PASSAGE DU TEXTE:
---

Pour l’heure, l’ISIT fonctionne essentiellement sur base du bénévolat des co-fondateurs et des membres du conseil d’administration (où siègent notamment les CIO de Belfius et de la Croix-Rouge, une gestionnaire de programme ou encore le responsable du développement commercial de l’asbl Be WaPP – Wallonie Plus Propre).

Multitude d’actions

L’“Institut” sera tout à la fois un cercle de réflexion et d’actions, un influenceur, et une sorte de plaque tournante et d’organe-orchestre pour une série d’initiatives et d’acteurs existants.

Ses actions seront potentiellement multiples et variées, comme on l’a déjà évoqué précédemment: ateliers de sensibilisation, formations, promotion de parcours de labellisation (ces deux dernières activités étant confiées à des intervenants extérieurs, adhérents ou non de l’Institut), promotion de bonnes pratiques (éco-conception, achats responsables, recyclage, préconisation d’applications frugales en bande passante, matériels minimisant le recours à des ressources naturelles…).

---

EXTRAIT SOURCE:
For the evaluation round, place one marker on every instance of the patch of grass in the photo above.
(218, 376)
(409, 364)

---

CONSIGNES:
- a) Recopiez, s'il vous plaît, le passage sur l'ISIT sans rien y changer, en partant de "Pour l’heure, l’ISIT" et en allant jusqu'à "Wallonie Plus Propre).".
- b) D'après le passage sur l'ISIT, sur quoi l'Institut repose-t-il essentiellement pour l'heure ?
- c) Les affirmations suivantes concordent-elles avec le passage sur l'ISIT ? Répondez par oui ou par non, en citant à chaque fois les mots décisifs du passage. (i) Les formations seront confiées à des intervenants extérieurs. (ii) Le CIO de Belfius siège au conseil d'administration. (iii) L'ISIT fonctionne surtout grâce à des salariés permanents.

RÉPONSES ATTENDUES:
- a)
Pour l’heure, l’ISIT fonctionne essentiellement sur base du bénévolat des co-fondateurs et des membres du conseil d’administration (où siègent notamment les CIO de Belfius et de la Croix-Rouge, une gestionnaire de programme ou encore le responsable du développement commercial de l’asbl Be WaPP – Wallonie Plus Propre).

- b) Sur le bénévolat des co-fondateurs et des membres du conseil d'administration.

- c)
(i) Oui : « formations, promotion de parcours de labellisation (ces deux dernières activités étant confiées à des intervenants extérieurs »
(ii) Oui : « où siègent notamment les CIO de Belfius et de la Croix-Rouge »
(iii) Non : « l’ISIT fonctionne essentiellement sur base du bénévolat des co-fondateurs et des membres du conseil d’administration »